─── TEXT TO READ ───
💖Motivation Meows💖
Hello, and welcome to the latest edition of The Black Cat.
As always, here is some Good Black News.
The applications for Glossier’s Black Business grant program are now open. It will award four businesses $50,000, and one grantee alum will receive $100,000. Apply by June 1st. The Biden-Harris admin announced more than $16 billion in support for HBCUs, and Terri Burns, known for being the youngest and first Black woman partner at GV, has launched her own firm, Type Capital. She plans to invest in early-stage companies.
This month, I’m reading: Chinatown by Thuân
This weekend, I can’t stop listening to: Feeling Good by Nina Simone, covered by Raye
💢From the Chatterbox💢
There is understandable discourse around Beyoncé’s use of the American flag in her latest album, Cowboy Carter. The loudest conversations have been about the displeasure of seeing it — or rather, seeing her embrace it so boldly — especially given African Americans' fraught relationship with America, its empire, and so forth.
The back-and-forth reveals the absolutely complicated, perhaps awkward, and unfortunate situation in which African Americans find themselves. After 400 years of being in America, the truth is we don’t really have another flag to call our own.
I chat to my non-Black friends about this sometimes, and sometimes they are like, ‘Just pick a flag in Africa; can’t you just find where you are from and take that flag.’ No. The whole point of being African American is that we don’t know where we were sold from. If I were to claim any flag today and move to a country in Africa, I would still find myself in a foreign land. James Baldwin wrote that after so long in America, we leave and find others within the Black diaspora only to realize we have more in common with those who enslaved us than from those in whom we were taken.
───
- **THE TASK**: Please retype the newsletter, everything from "The applications for" down to "and so forth.". The material that comes next is separate from the newsletter.
─── EXTRACTED ENTRIES ───
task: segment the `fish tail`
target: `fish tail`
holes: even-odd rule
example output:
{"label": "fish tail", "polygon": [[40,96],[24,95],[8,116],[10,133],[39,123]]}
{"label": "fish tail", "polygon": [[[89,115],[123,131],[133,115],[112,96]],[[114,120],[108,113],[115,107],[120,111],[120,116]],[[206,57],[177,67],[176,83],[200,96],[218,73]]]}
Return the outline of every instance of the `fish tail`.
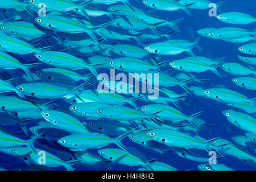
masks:
{"label": "fish tail", "polygon": [[179,109],[182,110],[181,107],[179,105],[179,103],[175,101],[171,101],[171,102],[175,105],[177,107],[178,107]]}
{"label": "fish tail", "polygon": [[132,131],[130,131],[130,132],[127,132],[126,133],[119,136],[117,136],[117,138],[114,138],[115,140],[118,140],[118,141],[121,141],[121,140],[122,140],[125,137],[126,137],[127,135],[128,135],[129,134],[131,134],[131,133],[133,133]]}
{"label": "fish tail", "polygon": [[38,52],[40,52],[42,51],[49,50],[52,48],[53,48],[53,47],[54,47],[54,46],[47,46],[47,47],[41,47],[41,48],[38,48],[38,51],[36,53],[38,53]]}
{"label": "fish tail", "polygon": [[72,89],[72,92],[77,91],[77,90],[79,90],[80,88],[81,88],[82,87],[83,87],[86,84],[87,84],[87,82],[86,82],[84,83],[82,83],[81,85],[79,85],[78,86],[76,87],[75,89]]}
{"label": "fish tail", "polygon": [[155,64],[155,67],[157,67],[158,68],[159,68],[160,67],[162,67],[166,63],[168,63],[170,61],[163,61],[158,64]]}
{"label": "fish tail", "polygon": [[210,143],[210,142],[212,142],[212,141],[214,141],[214,140],[215,140],[216,139],[219,139],[219,138],[220,138],[220,136],[218,136],[218,137],[216,137],[216,138],[212,138],[212,139],[209,139],[209,140],[204,141],[203,143]]}
{"label": "fish tail", "polygon": [[38,107],[39,107],[42,110],[44,110],[44,109],[48,109],[49,108],[49,106],[53,104],[55,104],[55,102],[57,102],[59,100],[55,100],[53,101],[51,101],[49,102],[47,102],[43,104],[41,104],[41,105],[38,105]]}
{"label": "fish tail", "polygon": [[98,77],[98,72],[94,68],[91,67],[90,68],[89,68],[89,69],[93,74],[93,75],[95,76],[96,77]]}

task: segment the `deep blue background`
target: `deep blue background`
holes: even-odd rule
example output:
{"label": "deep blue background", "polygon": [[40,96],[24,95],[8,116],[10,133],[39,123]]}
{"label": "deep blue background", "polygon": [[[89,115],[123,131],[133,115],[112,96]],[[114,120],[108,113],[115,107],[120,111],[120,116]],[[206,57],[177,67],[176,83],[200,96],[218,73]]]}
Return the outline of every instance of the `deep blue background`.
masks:
{"label": "deep blue background", "polygon": [[[218,1],[220,2],[221,1]],[[139,9],[144,9],[145,11],[149,10],[150,9],[146,7],[142,3],[138,4],[137,1],[130,1],[131,3]],[[238,11],[250,14],[256,17],[256,1],[251,0],[228,0],[226,3],[221,6],[221,9],[224,12]],[[217,2],[214,1],[214,2]],[[180,13],[178,11],[156,11],[154,14],[158,14],[161,17],[167,18],[169,20],[176,20],[181,18],[185,18],[183,23],[179,25],[179,27],[181,31],[180,35],[177,35],[175,33],[171,34],[171,37],[174,39],[179,39],[193,41],[199,35],[197,31],[200,28],[206,27],[221,28],[225,27],[237,27],[245,29],[253,30],[255,28],[255,23],[248,25],[237,25],[228,24],[218,20],[215,17],[210,17],[208,15],[209,9],[207,10],[195,10],[189,9],[192,16],[190,16],[181,10]],[[218,12],[219,14],[219,12]],[[241,61],[238,58],[237,55],[240,52],[237,51],[237,48],[242,45],[243,43],[233,43],[224,40],[216,39],[211,39],[207,38],[202,37],[200,39],[199,45],[203,48],[202,50],[197,49],[193,49],[194,53],[196,55],[205,56],[210,59],[217,60],[222,57],[226,57],[225,59],[227,62],[239,63],[245,66],[249,65]],[[183,58],[187,57],[186,53],[182,53],[177,56],[168,57],[170,60],[176,58]],[[223,77],[220,78],[210,71],[207,71],[203,73],[193,74],[198,78],[209,78],[210,81],[204,83],[205,88],[212,87],[224,86],[227,88],[232,89],[235,91],[240,92],[249,98],[255,97],[255,91],[250,91],[236,86],[232,82],[232,78],[235,76],[232,76],[225,73],[221,69],[218,68],[218,71],[222,75]],[[191,84],[193,85],[193,84]],[[177,89],[179,90],[179,88]],[[183,92],[180,90],[180,92]],[[193,104],[191,106],[180,102],[180,105],[183,109],[184,113],[190,115],[196,112],[204,110],[205,111],[200,116],[200,118],[204,119],[208,124],[216,124],[216,126],[212,129],[213,136],[209,135],[208,131],[203,131],[200,133],[200,135],[207,139],[211,138],[221,136],[222,138],[227,139],[230,140],[229,136],[228,133],[228,128],[231,129],[237,134],[243,135],[245,132],[241,130],[238,129],[236,126],[229,122],[225,117],[222,114],[222,112],[226,109],[229,109],[225,104],[218,104],[216,101],[195,96],[189,95],[187,99],[188,101],[196,102],[197,104]],[[139,105],[140,103],[137,103]],[[26,136],[24,136],[26,137]],[[166,163],[179,170],[193,169],[197,170],[197,166],[201,164],[201,163],[197,163],[195,161],[186,160],[179,156],[176,155],[172,152],[168,152],[165,154],[166,158],[163,158],[160,155],[155,153],[151,153],[147,150],[140,147],[138,145],[134,144],[129,139],[126,138],[123,140],[123,143],[127,146],[132,146],[137,147],[143,154],[148,158],[159,158],[159,161]],[[110,145],[107,147],[116,147],[115,145]],[[255,155],[250,148],[246,148],[248,151]],[[96,152],[97,150],[96,150]],[[93,151],[93,150],[92,150]],[[97,154],[96,152],[96,154]],[[255,170],[255,168],[249,166],[245,165],[239,162],[237,159],[229,156],[226,159],[220,159],[218,161],[220,163],[224,163],[226,166],[236,170]],[[22,164],[20,160],[16,158],[11,157],[9,155],[3,154],[0,154],[0,167],[5,167],[9,169],[14,164]],[[92,169],[81,167],[77,165],[75,165],[74,167],[76,169]],[[62,167],[55,168],[55,169],[64,169]],[[116,165],[112,167],[114,170],[136,170],[138,167],[129,167],[123,165]],[[95,169],[104,169],[104,168],[98,168]]]}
───
- **CORRECT RESPONSE**:
The applications for Glossier’s Black Business grant program are now open. It will award four businesses $50,000, and one grantee alum will receive $100,000. Apply by June 1st. The Biden-Harris admin announced more than $16 billion in support for HBCUs, and Terri Burns, known for being the youngest and first Black woman partner at GV, has launched her own firm, Type Capital. She plans to invest in early-stage companies.
This month, I’m reading: Chinatown by Thuân
This weekend, I can’t stop listening to: Feeling Good by Nina Simone, covered by Raye
💢From the Chatterbox💢
There is understandable discourse around Beyoncé’s use of the American flag in her latest album, Cowboy Carter. The loudest conversations have been about the displeasure of seeing it — or rather, seeing her embrace it so boldly — especially given African Americans' fraught relationship with America, its empire, and so forth.